§ **What is needed**:
Pick out every line in the records below that contains the word "belt", and copy each of those lines in full.
-- start Records for the exercise --
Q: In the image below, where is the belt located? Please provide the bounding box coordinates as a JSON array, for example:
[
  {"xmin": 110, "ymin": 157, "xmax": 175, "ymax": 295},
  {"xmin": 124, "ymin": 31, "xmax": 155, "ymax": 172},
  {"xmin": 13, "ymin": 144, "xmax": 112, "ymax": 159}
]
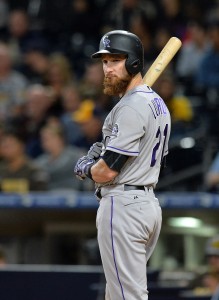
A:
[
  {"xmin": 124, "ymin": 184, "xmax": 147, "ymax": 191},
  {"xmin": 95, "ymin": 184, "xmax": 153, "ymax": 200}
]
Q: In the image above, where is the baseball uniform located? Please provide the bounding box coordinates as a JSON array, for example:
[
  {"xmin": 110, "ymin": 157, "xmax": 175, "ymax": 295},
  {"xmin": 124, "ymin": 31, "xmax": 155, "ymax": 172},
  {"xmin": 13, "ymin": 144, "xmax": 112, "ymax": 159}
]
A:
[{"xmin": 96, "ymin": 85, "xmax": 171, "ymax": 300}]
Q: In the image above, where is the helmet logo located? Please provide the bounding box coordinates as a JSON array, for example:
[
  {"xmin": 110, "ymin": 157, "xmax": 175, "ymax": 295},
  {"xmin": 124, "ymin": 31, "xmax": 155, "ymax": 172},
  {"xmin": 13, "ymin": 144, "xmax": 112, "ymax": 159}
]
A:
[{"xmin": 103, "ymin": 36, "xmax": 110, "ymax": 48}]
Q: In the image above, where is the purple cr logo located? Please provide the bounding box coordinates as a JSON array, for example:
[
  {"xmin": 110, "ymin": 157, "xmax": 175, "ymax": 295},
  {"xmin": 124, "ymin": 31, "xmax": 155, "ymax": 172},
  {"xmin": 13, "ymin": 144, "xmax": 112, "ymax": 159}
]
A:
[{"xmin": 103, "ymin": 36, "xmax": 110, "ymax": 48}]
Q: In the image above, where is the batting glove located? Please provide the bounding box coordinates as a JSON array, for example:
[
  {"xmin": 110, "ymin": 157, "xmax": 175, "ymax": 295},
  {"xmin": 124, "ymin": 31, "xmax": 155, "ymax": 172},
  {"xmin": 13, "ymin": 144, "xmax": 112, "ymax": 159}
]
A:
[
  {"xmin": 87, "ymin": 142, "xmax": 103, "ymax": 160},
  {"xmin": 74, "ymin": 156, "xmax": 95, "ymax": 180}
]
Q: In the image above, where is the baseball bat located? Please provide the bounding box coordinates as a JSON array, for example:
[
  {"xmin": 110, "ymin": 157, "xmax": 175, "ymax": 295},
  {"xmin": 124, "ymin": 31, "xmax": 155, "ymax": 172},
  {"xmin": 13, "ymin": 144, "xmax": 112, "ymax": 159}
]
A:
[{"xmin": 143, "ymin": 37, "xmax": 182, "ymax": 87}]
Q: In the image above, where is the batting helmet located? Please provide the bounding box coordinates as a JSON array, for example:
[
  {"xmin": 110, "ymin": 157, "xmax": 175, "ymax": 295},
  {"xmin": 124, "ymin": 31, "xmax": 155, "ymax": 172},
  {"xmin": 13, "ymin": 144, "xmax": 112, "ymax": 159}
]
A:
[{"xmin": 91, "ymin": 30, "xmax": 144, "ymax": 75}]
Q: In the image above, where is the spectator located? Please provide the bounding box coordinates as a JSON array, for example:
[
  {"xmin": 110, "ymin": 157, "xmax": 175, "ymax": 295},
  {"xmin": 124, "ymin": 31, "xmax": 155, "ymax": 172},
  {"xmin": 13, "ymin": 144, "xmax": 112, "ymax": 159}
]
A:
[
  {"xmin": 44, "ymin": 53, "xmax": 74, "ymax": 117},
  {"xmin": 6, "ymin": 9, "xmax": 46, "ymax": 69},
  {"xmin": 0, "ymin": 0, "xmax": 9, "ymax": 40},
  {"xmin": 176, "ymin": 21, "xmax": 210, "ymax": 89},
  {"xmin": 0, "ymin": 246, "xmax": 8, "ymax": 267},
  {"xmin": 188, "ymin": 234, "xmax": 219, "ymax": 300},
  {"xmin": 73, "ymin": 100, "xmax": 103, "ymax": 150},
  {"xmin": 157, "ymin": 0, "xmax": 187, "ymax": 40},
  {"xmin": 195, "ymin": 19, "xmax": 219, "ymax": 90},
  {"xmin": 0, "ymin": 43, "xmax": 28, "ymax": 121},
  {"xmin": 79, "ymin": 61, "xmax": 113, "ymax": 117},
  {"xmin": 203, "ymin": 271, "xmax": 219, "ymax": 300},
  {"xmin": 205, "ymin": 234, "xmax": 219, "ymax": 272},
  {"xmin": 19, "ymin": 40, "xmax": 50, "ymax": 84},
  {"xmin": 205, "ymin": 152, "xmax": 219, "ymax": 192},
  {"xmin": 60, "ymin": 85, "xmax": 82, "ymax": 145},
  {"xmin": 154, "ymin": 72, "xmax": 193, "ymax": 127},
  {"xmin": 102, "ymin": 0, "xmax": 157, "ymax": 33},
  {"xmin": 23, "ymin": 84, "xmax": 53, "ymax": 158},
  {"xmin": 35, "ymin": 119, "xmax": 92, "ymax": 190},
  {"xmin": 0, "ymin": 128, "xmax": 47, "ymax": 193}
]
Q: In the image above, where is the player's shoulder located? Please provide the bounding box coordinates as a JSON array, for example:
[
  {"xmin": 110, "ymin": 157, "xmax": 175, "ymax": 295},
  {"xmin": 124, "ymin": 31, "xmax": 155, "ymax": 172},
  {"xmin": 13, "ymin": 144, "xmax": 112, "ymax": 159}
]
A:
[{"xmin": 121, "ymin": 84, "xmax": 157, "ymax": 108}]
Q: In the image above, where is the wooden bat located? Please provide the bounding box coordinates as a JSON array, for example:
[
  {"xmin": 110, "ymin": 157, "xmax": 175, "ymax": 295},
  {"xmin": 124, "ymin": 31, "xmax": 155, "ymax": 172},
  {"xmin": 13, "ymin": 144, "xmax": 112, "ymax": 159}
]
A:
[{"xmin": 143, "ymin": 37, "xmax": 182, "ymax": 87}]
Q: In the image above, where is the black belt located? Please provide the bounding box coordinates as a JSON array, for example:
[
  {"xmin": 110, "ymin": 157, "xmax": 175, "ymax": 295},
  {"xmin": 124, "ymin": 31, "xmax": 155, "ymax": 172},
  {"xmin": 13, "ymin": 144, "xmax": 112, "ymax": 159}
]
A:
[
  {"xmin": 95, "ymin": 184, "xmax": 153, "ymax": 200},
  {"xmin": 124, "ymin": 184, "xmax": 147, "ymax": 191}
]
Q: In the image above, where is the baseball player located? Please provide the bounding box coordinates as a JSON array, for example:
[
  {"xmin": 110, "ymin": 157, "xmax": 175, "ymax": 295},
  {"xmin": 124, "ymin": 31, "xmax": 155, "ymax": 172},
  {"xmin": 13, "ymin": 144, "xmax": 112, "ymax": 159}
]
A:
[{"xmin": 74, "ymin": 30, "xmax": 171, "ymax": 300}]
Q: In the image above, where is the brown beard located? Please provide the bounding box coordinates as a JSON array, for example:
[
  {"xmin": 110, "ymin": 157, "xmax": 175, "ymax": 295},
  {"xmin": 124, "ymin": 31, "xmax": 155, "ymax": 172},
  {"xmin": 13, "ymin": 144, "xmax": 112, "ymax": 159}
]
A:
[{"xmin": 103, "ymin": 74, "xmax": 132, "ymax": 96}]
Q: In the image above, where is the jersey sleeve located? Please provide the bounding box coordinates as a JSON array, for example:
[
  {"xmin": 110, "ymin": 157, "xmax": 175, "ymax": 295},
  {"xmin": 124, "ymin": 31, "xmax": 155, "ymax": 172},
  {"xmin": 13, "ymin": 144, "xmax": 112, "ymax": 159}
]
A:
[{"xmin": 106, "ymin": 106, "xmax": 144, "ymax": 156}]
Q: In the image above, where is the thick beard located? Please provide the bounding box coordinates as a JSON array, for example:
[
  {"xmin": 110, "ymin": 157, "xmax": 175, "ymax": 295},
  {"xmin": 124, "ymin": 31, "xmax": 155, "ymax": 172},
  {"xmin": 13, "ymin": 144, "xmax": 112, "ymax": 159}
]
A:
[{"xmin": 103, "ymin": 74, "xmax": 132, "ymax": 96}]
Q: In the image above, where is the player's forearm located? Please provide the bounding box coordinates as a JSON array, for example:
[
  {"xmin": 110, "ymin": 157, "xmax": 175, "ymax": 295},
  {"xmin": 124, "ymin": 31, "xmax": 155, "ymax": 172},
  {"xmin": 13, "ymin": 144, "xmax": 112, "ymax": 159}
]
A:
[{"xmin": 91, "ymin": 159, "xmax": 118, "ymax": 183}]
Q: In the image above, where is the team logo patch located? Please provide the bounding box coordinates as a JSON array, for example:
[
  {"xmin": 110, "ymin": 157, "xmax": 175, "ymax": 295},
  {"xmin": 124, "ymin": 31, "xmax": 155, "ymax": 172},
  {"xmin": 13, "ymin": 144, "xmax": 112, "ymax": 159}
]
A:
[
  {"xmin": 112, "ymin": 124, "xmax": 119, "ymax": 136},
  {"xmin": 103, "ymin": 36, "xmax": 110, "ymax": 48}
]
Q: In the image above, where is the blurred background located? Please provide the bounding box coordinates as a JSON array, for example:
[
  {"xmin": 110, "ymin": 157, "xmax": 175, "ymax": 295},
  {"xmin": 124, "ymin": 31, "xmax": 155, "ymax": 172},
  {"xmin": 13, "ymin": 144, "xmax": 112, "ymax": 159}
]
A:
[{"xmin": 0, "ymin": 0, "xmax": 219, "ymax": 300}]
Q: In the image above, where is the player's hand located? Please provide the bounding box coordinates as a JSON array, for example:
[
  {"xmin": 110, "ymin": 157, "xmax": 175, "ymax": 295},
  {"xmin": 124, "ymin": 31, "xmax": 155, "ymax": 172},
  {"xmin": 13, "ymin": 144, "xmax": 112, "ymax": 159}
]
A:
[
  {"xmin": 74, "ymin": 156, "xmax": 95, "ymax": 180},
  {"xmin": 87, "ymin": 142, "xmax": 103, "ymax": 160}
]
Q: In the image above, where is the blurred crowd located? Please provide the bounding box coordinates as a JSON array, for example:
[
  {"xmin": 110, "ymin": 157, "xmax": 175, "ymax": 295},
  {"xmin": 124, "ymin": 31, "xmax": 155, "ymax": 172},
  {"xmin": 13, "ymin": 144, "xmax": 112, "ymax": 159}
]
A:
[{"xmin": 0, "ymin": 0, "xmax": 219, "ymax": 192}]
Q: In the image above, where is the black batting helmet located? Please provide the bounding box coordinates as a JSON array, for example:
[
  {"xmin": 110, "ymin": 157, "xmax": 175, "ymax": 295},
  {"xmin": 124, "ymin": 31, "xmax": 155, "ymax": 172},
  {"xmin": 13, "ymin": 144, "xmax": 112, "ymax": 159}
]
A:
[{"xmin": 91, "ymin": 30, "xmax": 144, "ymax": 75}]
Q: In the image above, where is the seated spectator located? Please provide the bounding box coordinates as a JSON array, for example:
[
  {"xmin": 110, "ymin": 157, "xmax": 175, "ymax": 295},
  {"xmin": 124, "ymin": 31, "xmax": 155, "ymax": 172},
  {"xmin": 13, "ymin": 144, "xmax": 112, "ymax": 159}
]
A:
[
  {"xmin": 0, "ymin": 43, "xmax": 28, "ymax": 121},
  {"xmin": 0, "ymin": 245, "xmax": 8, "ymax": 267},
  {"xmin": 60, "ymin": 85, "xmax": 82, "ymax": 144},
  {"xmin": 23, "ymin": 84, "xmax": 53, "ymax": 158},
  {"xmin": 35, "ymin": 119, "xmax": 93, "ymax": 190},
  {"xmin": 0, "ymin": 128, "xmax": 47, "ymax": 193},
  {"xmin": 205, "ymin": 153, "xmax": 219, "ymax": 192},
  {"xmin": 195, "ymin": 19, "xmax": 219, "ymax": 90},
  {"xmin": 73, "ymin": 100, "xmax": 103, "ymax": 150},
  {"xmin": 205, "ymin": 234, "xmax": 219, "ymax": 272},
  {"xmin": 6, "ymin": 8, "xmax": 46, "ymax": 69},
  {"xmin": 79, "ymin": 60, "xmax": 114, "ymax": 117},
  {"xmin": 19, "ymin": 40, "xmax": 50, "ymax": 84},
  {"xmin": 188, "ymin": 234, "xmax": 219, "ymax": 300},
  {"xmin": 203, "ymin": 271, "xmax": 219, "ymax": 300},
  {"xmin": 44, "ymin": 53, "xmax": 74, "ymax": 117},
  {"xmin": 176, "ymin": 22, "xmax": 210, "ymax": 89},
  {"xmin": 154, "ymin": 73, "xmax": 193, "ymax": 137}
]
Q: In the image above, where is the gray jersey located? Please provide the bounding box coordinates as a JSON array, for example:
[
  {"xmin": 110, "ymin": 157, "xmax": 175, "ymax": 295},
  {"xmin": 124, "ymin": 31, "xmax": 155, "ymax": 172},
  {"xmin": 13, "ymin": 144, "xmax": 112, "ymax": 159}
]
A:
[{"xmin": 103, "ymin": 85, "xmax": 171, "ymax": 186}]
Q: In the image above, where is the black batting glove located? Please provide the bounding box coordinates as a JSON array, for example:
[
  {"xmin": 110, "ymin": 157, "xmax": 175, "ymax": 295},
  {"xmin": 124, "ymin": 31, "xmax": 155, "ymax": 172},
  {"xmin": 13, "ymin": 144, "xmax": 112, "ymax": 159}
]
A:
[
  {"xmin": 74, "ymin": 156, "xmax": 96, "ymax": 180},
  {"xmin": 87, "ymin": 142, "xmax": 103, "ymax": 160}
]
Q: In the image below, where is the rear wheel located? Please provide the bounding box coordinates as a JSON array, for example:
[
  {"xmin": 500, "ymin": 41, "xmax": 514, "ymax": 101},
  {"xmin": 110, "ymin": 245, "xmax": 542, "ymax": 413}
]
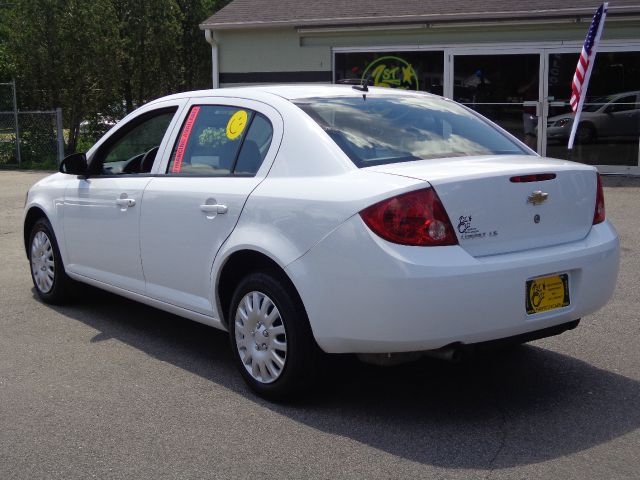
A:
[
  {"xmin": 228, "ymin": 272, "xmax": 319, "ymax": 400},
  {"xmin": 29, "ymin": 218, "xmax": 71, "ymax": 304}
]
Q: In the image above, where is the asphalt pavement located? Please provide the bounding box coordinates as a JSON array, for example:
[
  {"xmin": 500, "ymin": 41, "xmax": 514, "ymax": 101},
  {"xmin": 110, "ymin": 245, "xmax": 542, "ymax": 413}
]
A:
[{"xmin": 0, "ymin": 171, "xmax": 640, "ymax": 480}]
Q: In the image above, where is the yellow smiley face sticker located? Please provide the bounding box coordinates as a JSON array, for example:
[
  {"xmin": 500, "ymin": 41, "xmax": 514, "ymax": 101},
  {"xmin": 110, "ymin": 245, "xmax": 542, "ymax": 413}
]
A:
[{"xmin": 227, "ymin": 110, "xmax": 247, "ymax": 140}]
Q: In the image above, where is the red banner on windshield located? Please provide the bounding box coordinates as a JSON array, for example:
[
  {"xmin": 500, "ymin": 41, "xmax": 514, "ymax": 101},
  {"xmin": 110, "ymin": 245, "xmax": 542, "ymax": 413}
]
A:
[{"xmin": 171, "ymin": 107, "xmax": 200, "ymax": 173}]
-- end Records for the exercise --
§ **Result for this exercise**:
Q: In the image below, where is the belt located? Please provide the bounding box coordinates as a JSON array, for example:
Q: In the image above, where is the black belt located? Please provide the bounding box coordinates as a JSON array, for example:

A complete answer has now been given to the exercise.